Integration, like any other topic of mathematics, should be practiced as much as possible. One thing special about integration is that there is almost always more than one way of solving a given problem. But, there is only one quickest way to solve it. In a time-bound test, it is very important that one’s solution is as quick as possible. This is the ‘having an eye for integral problems’ talked about earlier. Here are some standard ways to prepare yourself for JEE integral calculus.

### Learn to identify the Form

Instead of jumping right away on a problem, it is best to judge the form it is in. In the beginning, this just means you have to stare at the problem and identify the form it is in. This will keep you from going astray in the problem.

### Rearrange the Integral

There are times when an integration problem seems difficult to solve but a simple rearrangement can make solving it very convenient. Generally, a seemingly complex problem in JEE can easily be solved by rearrangement. Basic rearrangement involves simple steps which don’t change the problem. Some of the simplest rearrangements are as follows

• Multiply & Dividing
• Breaking the Numerator

### Memorise the Conventional Formulae

It might sound mildly offensive to some aspirants when asked to ‘memorise‘ the formulae, but memorising a formula cuts a lot on time. You should of course try and derive the formula before memorising it. This will offer you a definite edge over the others.

Prompt =>
Copy out the passage on preparing for integral calculus from "It might sound" up to and including "over the others.".

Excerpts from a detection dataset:
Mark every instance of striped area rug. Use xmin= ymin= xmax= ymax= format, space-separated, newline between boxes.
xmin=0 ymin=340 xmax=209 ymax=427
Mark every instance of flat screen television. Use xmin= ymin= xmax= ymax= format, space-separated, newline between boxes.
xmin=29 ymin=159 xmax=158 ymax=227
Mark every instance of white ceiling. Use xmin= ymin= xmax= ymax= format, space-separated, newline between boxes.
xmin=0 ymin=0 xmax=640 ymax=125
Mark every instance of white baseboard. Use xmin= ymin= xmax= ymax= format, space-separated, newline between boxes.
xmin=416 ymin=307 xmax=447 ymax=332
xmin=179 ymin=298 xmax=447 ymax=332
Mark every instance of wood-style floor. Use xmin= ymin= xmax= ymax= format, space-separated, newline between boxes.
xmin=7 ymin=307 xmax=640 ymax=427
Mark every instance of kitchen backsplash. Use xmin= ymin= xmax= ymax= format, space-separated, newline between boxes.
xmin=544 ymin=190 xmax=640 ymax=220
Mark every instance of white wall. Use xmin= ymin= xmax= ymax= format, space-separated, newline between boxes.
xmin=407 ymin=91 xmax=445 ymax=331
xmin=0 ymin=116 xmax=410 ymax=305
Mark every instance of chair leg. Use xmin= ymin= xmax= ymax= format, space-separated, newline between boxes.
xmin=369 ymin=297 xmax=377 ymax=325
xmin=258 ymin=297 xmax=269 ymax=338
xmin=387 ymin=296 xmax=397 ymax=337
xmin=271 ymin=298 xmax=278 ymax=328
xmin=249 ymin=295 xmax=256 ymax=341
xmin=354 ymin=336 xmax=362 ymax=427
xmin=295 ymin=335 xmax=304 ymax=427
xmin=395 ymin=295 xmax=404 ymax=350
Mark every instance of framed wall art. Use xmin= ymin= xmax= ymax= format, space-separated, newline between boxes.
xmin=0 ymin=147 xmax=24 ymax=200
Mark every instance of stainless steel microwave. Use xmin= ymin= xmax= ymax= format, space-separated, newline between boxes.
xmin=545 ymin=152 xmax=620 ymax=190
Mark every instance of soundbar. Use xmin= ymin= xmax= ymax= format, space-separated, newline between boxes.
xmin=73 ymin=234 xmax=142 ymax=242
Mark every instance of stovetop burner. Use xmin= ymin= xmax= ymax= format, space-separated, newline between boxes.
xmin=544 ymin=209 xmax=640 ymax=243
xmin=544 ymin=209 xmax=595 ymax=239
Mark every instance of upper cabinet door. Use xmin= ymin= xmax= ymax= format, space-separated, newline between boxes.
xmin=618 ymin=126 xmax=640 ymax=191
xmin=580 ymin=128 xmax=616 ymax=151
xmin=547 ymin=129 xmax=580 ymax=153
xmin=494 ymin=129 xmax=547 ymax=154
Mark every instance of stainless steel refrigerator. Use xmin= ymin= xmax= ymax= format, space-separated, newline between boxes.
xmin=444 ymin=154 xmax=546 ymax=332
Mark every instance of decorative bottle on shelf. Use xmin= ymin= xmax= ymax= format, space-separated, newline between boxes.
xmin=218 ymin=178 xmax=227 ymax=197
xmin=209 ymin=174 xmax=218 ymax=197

Exercise output =>
It might sound mildly offensive to some aspirants when asked to ‘memorise‘ the formulae, but memorising a formula cuts a lot on time. You should of course try and derive the formula before memorising it. This will offer you a definite edge over the others.